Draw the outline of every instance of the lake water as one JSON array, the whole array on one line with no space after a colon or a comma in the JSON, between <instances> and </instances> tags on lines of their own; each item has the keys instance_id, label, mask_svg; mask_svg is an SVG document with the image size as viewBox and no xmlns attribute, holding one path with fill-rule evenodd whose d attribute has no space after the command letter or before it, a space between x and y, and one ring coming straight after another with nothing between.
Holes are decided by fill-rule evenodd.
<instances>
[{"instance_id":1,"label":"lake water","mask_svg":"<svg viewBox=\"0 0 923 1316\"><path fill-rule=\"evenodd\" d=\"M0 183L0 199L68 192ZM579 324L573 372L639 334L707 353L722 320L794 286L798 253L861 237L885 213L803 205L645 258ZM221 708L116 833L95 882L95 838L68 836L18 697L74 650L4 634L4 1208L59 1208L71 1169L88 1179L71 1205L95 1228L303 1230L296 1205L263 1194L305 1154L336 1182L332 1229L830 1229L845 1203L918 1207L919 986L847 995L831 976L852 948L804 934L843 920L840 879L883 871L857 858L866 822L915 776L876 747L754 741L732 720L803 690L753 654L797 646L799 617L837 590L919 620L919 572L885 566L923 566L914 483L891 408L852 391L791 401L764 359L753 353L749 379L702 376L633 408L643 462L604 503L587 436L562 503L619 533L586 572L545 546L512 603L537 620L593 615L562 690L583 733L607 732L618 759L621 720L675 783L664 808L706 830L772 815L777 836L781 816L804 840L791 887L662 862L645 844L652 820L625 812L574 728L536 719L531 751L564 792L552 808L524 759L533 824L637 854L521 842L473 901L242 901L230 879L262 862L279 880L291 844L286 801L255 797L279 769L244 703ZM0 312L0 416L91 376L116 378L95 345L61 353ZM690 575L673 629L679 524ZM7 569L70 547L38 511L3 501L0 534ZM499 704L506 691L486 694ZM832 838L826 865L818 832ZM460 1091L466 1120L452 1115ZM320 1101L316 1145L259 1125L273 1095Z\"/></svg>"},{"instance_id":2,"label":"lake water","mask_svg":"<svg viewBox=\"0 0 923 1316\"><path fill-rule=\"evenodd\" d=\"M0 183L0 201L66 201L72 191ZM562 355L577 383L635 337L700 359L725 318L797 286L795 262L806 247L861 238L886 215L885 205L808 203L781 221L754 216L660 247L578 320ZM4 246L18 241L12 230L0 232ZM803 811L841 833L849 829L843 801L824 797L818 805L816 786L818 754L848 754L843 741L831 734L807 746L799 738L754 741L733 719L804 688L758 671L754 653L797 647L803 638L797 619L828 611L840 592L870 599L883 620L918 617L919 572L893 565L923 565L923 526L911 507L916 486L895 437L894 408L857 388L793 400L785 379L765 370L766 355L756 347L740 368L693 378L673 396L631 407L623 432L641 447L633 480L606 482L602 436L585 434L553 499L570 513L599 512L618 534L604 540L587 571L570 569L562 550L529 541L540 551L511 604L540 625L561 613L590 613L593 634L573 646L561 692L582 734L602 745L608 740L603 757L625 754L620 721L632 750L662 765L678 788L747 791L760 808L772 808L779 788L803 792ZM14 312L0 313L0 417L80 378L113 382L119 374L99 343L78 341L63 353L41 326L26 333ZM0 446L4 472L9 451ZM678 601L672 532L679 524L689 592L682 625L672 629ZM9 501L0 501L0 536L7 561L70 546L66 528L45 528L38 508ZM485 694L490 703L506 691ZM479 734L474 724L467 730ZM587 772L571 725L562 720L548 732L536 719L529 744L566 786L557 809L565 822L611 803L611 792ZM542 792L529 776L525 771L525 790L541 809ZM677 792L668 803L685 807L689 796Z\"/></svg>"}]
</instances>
━━━━━━━━━━━━━━━━━━━━
All of the material above needs to be copied exactly.

Draw the outline of every instance of the lake water as one JSON array, the whole array on one line with no space after a colon or a comma in the JSON, between <instances> and </instances> tags on lines of their own; each item has the keys instance_id, label, mask_svg; mask_svg is an SVG document with the image size as viewBox and no xmlns attribute, holding one path with fill-rule evenodd whose d attribute has no space after the command letter or before it, a space between x and y, and one ring coming straight after another with nothing between.
Holes are decided by fill-rule evenodd.
<instances>
[{"instance_id":1,"label":"lake water","mask_svg":"<svg viewBox=\"0 0 923 1316\"><path fill-rule=\"evenodd\" d=\"M0 183L0 199L68 192ZM579 324L573 372L639 334L707 353L722 320L794 286L798 253L861 237L885 213L803 205L645 258ZM221 708L116 833L95 882L95 838L68 836L18 697L74 650L4 634L4 1208L59 1208L71 1169L88 1179L71 1205L95 1228L303 1230L296 1205L263 1194L305 1154L336 1182L332 1229L830 1229L845 1203L918 1207L919 986L847 995L831 976L852 948L804 934L843 920L840 879L883 871L857 858L866 822L915 776L876 747L754 741L732 720L803 690L753 654L797 646L799 617L837 590L919 620L919 572L885 566L923 566L914 483L891 408L852 391L791 401L764 359L753 353L749 379L702 376L633 408L643 462L604 503L587 436L562 503L619 533L586 572L545 546L512 603L537 620L593 615L562 690L583 733L607 732L618 759L621 720L675 783L664 808L706 830L772 815L777 836L781 816L804 840L791 887L662 862L645 844L652 820L625 812L574 728L536 719L531 751L564 792L552 808L524 759L533 824L637 854L521 842L473 901L242 901L230 879L262 862L279 880L291 844L286 801L255 797L279 769L244 703ZM0 312L0 416L91 376L116 378L95 345L61 353ZM690 575L673 629L679 524ZM7 569L70 547L38 511L3 501L0 534ZM499 704L506 691L486 694ZM832 838L826 865L818 832ZM460 1091L466 1120L452 1115ZM320 1101L316 1145L259 1125L273 1095Z\"/></svg>"},{"instance_id":2,"label":"lake water","mask_svg":"<svg viewBox=\"0 0 923 1316\"><path fill-rule=\"evenodd\" d=\"M0 183L0 201L66 201L72 191ZM562 355L577 383L635 337L700 359L725 318L797 286L795 262L806 247L861 238L886 215L885 205L808 203L781 221L754 216L660 247L578 320ZM4 246L18 241L12 230L0 232ZM803 811L841 833L849 829L843 801L824 797L818 805L816 786L818 754L848 754L843 741L831 734L807 746L799 738L754 741L733 719L804 688L758 671L754 653L797 647L803 638L797 619L828 611L840 592L870 599L883 620L918 617L919 572L893 565L923 565L923 526L911 507L916 486L895 437L894 408L857 388L793 400L785 379L765 370L766 355L756 347L740 368L693 378L673 396L631 407L623 432L641 447L633 480L606 482L602 436L585 434L553 499L570 513L599 512L618 534L604 540L587 571L570 569L562 550L529 541L540 551L511 604L540 625L561 613L590 613L593 634L573 646L561 692L582 734L602 745L608 740L603 757L625 754L620 721L632 750L662 765L678 788L747 791L760 808L772 808L779 788L803 792ZM14 312L0 313L0 417L80 378L113 382L119 374L99 343L78 341L63 353L41 326L26 333ZM0 446L4 472L9 451ZM678 601L672 532L679 524L689 592L682 625L672 629ZM9 501L0 501L0 536L7 561L70 546L66 528L45 528L38 508ZM485 694L490 703L506 691ZM479 734L474 724L467 730ZM587 772L571 725L562 720L548 732L536 719L529 744L566 786L557 809L565 822L611 803L611 792ZM542 792L529 776L525 771L525 790L541 809ZM677 792L668 803L685 807L689 796Z\"/></svg>"}]
</instances>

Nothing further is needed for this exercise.